» **TAREA**
Reproduce sin cambios el fragmento de la homilía que empieza en «Dgo. 4º del» y termina en «tenemos de él.».

» **TEXTO CITADO**
___

Dgo. 4º del TO C
(Jr 1, 4s. 17-19; 1Co 12, 31-13, 13; Lc 4, 21-30)
Queridos hermanos:
La
palabra de hoy nos pone delante dos problemas a los que se enfrenta la razón
del hombre ante la fe: el escándalo de la encarnación, teniendo que aceptar que
nuestra relación con Dios tenga que pasar por la mediación de hombres como
nosotros. Problema por tanto de humildad, a la que se resiste nuestro orgullo, y
en segundo lugar, el de proyectar en Dios nuestras expectativas, queriendo que
Dios responda a la imagen que nosotros tenemos de él.
Cuando
la santidad de Dios se acerca al hombre, lo atemoriza, como ocurrió en el
Sinaí, cuando el pueblo aterrorizado pidió a Dios un intermediario y fue
escuchado. En efecto, el Señor siempre suscita y envía a quien quiere, para
comunicar su voluntad, su palabra de vida, y su gracia, que nos manifiesten su
amor; hombres a los que inspira por medio de su Espíritu, hasta que en Cristo,
su presencia en el hombre se hace plena y definitiva por medio de su Hijo.
Es Dios quien elige cómo, cuándo, y a través de quien desea
manifestarse. Elige, fortalece y envía: «Quien
os acoge a vosotros, me acoge a mí, y quien me acoge a mí acoge a aquel que me
ha enviado». Rechazar al enviado es rechazar a quien lo envió. Por tanto,
es necesario discernir y aceptar la voluntad soberana de Dios que se encarna
muchas veces en contra de nuestros criterios y presupuestos carnales, con el
peligro de creer que se sirve al Señor, cuando en realidad sólo obedecemos a
nuestra propia razón. El hombre debe discernir los caminos de Dios y acudir
allí donde sopla el Espíritu. Servir a Dios pasa por entrar en el absurdo de la
cruz al que nuestra razón se revela. En el “sacramento de nuestra fe”, Cristo,
se entrega a la voluntad del Padre que le presenta la cruz. A esta entrega de
Cristo nos unimos nosotros en la Eucaristía. La fe, por tanto, será siempre un
obsequio libre de nuestra mente y nuestra voluntad a Dios que se revela, cómo y
cuándo quiere, y constituye, por tanto, un acto de amor y de humildad.

___

» **INFORMACIÓN PROPORCIONADA**
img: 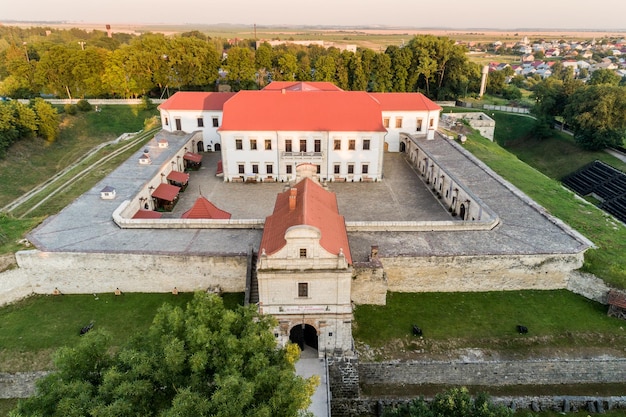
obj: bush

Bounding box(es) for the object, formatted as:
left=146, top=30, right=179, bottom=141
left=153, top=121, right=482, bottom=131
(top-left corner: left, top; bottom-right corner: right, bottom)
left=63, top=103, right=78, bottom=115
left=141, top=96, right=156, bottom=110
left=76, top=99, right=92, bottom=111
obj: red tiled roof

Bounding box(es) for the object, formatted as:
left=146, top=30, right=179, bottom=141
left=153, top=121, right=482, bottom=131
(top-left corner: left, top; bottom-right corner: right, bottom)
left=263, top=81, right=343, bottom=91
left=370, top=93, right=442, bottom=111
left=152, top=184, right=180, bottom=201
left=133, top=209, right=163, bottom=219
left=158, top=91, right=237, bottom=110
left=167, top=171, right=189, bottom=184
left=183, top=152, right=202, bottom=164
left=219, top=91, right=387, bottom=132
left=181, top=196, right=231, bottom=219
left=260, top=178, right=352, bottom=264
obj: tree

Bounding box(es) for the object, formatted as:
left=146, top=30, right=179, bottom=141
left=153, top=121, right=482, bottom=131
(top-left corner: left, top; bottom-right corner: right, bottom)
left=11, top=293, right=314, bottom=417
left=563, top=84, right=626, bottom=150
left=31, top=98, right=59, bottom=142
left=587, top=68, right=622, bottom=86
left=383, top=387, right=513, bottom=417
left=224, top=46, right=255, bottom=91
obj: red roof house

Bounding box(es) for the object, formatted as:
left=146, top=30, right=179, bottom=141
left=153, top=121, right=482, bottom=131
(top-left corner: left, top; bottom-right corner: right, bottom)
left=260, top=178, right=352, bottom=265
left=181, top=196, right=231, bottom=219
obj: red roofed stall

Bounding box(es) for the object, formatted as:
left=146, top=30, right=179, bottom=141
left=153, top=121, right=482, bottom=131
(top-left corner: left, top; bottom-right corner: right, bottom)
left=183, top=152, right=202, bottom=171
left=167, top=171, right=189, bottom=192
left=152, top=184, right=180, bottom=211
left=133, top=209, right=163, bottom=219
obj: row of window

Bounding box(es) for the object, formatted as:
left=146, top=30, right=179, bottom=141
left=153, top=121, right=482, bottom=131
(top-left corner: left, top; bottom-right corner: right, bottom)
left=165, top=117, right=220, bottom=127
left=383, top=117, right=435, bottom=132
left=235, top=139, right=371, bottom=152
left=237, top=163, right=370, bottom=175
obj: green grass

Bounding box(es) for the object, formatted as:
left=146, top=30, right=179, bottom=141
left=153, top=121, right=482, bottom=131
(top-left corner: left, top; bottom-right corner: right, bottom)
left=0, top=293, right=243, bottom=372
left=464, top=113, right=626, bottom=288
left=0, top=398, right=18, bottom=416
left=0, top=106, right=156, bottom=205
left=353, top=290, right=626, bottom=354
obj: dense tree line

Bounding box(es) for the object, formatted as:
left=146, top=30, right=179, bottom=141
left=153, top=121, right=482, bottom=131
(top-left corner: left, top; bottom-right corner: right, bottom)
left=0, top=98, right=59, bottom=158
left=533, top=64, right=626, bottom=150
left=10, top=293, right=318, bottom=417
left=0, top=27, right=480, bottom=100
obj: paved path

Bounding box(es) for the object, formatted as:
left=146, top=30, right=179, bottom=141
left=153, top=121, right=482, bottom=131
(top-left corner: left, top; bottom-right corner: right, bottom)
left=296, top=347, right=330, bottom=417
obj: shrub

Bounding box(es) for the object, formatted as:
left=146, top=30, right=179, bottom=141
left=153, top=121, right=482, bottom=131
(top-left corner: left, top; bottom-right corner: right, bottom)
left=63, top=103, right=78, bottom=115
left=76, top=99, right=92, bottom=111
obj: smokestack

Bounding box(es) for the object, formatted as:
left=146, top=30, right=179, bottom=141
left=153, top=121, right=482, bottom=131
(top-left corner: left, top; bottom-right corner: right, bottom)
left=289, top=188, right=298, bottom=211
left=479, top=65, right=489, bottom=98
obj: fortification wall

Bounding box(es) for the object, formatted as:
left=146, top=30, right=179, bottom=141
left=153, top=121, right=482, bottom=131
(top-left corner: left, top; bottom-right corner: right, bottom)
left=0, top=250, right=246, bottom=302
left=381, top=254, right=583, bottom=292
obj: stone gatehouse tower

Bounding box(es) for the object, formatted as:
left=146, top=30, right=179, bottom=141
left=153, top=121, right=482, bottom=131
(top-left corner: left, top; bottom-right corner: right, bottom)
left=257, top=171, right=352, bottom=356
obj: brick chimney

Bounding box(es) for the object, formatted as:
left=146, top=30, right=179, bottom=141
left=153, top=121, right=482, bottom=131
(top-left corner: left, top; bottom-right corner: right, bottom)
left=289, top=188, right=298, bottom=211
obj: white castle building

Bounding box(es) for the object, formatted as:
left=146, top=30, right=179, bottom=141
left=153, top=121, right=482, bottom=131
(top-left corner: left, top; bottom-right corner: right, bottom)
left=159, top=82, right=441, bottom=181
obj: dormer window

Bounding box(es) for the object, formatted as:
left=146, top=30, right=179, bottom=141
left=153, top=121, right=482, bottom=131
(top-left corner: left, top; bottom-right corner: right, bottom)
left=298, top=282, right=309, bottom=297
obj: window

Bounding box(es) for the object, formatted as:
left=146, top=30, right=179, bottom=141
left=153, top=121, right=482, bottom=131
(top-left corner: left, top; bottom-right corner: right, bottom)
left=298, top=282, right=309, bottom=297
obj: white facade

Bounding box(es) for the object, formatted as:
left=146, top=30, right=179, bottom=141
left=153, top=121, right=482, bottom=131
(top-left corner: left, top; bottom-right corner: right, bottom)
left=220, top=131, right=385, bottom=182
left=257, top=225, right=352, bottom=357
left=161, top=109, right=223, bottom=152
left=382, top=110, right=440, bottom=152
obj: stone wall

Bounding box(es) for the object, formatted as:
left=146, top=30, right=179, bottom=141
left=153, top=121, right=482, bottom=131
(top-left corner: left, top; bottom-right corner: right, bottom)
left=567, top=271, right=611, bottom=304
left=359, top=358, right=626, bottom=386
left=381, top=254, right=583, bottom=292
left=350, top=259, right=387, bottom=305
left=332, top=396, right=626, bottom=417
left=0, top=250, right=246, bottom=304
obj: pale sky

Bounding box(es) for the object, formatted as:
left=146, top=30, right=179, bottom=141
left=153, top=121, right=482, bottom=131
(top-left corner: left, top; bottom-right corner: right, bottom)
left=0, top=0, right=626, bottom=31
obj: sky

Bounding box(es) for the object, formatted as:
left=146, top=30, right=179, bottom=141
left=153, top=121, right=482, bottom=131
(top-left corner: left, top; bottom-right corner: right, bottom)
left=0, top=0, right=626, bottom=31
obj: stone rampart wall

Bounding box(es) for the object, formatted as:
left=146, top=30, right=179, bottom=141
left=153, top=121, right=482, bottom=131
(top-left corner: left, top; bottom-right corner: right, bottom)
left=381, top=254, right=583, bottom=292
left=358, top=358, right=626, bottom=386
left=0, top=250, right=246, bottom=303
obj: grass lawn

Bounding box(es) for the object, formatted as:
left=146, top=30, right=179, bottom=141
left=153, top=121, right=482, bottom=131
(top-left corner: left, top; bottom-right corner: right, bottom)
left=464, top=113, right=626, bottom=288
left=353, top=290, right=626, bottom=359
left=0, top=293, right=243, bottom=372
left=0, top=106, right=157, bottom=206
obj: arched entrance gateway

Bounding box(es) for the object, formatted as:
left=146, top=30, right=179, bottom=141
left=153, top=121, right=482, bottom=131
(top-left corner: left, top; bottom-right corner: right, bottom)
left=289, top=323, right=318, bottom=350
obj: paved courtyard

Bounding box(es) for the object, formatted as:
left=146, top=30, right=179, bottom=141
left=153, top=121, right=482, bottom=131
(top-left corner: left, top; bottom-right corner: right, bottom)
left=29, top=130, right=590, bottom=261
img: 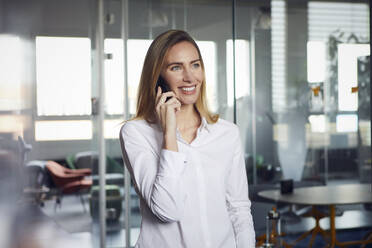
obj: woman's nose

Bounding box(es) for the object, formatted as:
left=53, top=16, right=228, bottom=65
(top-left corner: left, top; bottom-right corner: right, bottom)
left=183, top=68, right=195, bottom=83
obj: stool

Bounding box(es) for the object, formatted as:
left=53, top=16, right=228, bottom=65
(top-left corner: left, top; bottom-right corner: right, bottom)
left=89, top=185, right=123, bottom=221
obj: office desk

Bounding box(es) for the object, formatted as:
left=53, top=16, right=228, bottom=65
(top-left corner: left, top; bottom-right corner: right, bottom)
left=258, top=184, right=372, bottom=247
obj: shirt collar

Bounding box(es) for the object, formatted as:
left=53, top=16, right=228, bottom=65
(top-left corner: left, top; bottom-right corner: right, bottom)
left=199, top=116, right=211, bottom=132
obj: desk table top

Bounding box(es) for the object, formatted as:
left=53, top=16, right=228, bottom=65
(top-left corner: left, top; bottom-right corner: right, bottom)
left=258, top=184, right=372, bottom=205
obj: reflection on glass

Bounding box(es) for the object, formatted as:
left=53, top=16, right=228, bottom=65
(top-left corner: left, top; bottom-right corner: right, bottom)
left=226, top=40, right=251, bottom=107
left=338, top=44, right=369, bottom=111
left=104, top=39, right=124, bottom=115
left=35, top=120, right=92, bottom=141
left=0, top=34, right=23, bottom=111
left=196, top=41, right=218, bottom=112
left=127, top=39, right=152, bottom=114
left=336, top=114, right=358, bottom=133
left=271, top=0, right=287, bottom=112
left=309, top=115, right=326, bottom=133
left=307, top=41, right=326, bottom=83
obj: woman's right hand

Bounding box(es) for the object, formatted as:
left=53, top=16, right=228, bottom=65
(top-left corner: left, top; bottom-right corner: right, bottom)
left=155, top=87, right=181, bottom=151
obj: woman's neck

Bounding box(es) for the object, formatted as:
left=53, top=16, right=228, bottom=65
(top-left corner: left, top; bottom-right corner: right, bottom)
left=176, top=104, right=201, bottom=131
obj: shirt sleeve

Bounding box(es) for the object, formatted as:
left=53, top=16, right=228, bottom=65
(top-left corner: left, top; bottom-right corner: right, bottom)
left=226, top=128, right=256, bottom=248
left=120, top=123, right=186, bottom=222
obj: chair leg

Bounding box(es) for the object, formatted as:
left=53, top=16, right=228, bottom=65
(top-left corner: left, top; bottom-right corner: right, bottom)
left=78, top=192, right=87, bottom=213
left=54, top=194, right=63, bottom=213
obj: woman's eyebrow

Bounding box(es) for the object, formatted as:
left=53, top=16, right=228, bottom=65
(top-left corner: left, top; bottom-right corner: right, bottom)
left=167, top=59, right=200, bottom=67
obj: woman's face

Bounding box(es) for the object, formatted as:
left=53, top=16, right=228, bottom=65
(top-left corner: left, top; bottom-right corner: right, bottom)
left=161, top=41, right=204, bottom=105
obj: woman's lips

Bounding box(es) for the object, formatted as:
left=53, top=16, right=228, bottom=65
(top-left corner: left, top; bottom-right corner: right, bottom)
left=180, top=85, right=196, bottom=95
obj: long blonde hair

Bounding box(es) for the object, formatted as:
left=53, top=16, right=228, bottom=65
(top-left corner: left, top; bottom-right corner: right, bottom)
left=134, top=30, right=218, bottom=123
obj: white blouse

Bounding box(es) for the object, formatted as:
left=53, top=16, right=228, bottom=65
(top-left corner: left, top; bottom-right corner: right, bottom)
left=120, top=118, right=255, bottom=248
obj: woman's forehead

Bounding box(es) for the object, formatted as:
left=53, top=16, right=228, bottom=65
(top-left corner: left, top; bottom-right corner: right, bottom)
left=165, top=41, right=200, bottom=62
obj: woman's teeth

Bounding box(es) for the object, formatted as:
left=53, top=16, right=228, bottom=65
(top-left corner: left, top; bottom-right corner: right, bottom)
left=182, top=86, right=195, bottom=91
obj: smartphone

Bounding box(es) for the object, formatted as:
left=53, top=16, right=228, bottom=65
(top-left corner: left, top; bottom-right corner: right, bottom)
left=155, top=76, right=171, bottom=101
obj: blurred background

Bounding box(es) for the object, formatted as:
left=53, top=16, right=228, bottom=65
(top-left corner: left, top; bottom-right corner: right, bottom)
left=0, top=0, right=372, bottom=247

___

» **RESPUESTA ESCRITA**
Dgo. 4º del TO C
(Jr 1, 4s. 17-19; 1Co 12, 31-13, 13; Lc 4, 21-30)
Queridos hermanos:
La
palabra de hoy nos pone delante dos problemas a los que se enfrenta la razón
del hombre ante la fe: el escándalo de la encarnación, teniendo que aceptar que
nuestra relación con Dios tenga que pasar por la mediación de hombres como
nosotros. Problema por tanto de humildad, a la que se resiste nuestro orgullo, y
en segundo lugar, el de proyectar en Dios nuestras expectativas, queriendo que
Dios responda a la imagen que nosotros tenemos de él.